I will be happy when this is over. I leave it to the reader to ponder what “this” means in that last sentence.

Surgery tomorrow.

Day 2

I am a walker. Not an exercise walker or a Sunday afternoon stroller. A walker, as Aristotle and Nietzsche were walkers. I am “of that school,” as it were. All my life, every day, I walk. I walk from Point A to Point B, but I do this not primarily to get to Point B, but more because I always feel there is something I need to find beyond Point A. Point B is just an obligatory rest stop on the way to that something. Life, for a walker, is made up of searches for something and obligatory rest stops, roughly corresponding to soul and body.

Now I have a broken bone in my foot. I cannot walk at all. I think of what it would be like to be permanently at rest. The long repose.

Being led into the operating room and prepped for a surgery that will leave me trapped in No Walker’s Land for many weeks, I buck myself up in my usual fashion, namely by asking, “What would Socrates do?” And then that heartening speculation becomes far more real, as I am given a spinal injection to temporarily paralyze my lower half. As I lose all feeling and movement in my legs, I think of Socrates, in the Phaedo, after drinking the hemlock.

The jailer felt his feet. They were cold. He continued to feel upwards from the feet toward the groin. “When it reaches the heart, he will be gone.”

Isn’t this also a fair description of the civilization of which Socrates is a seminal figure? Socrates was forced to drink the hemlock, and the poison is only now completing its progress through mankind’s arteries. When the cold reaches our heart, we will be gone. Gone where? The question of the soul’s immortality, which occupied Socrates and his friends in his final hours, resonates through a civilization. What happens to the soul of a world that dies? Does a civilization have a fate distinct from the fates of the individuals who comprise it?

Prompt A
In the foot-surgery passage, what injury leaves the writer unable to walk?
Prompt B
Duplicate the stretch of the foot-surgery passage from "Being led into" through "drinking the hemlock.".
The data that comes next isn't needed.

Extracted records
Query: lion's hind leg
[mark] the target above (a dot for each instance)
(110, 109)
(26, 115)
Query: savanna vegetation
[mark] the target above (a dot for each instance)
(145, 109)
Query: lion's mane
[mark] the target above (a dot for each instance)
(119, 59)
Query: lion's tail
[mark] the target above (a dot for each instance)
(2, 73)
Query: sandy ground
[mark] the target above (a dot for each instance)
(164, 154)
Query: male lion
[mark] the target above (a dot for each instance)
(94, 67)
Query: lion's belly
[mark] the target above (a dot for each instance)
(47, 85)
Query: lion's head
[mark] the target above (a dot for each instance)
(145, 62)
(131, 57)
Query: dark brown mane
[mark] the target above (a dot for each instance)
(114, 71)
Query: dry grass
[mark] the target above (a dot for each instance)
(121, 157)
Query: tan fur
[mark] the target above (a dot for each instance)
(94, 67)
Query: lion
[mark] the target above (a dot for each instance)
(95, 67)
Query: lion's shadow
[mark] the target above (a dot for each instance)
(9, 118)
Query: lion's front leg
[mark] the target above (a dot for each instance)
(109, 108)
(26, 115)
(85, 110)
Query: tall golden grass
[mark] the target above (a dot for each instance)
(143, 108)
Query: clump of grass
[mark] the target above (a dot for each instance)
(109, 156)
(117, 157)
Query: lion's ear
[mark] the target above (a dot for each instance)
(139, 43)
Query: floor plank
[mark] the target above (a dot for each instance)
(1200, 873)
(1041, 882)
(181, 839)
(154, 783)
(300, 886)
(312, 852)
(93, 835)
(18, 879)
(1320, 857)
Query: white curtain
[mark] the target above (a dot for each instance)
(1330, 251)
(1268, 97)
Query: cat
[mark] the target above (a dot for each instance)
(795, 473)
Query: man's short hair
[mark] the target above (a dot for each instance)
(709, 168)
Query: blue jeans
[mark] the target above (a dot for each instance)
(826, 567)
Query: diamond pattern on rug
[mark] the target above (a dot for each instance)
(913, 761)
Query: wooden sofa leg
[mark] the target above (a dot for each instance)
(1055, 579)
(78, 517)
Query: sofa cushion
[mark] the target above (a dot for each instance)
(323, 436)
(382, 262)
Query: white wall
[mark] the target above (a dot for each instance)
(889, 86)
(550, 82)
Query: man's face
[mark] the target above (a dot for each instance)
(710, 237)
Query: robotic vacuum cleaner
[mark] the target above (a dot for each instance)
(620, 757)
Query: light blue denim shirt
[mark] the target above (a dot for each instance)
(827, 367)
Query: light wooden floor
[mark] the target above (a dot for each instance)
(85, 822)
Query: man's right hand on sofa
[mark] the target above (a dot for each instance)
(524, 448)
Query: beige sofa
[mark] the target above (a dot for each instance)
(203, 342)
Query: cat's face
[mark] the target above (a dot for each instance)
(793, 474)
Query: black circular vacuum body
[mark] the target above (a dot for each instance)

Expected answer A
A broken bone in the foot.

Expected answer B
Being led into the operating room and prepped for a surgery that will leave me trapped in No Walker’s Land for many weeks, I buck myself up in my usual fashion, namely by asking, “What would Socrates do?” And then that heartening speculation becomes far more real, as I am given a spinal injection to temporarily paralyze my lower half. As I lose all feeling and movement in my legs, I think of Socrates, in the Phaedo, after drinking the hemlock.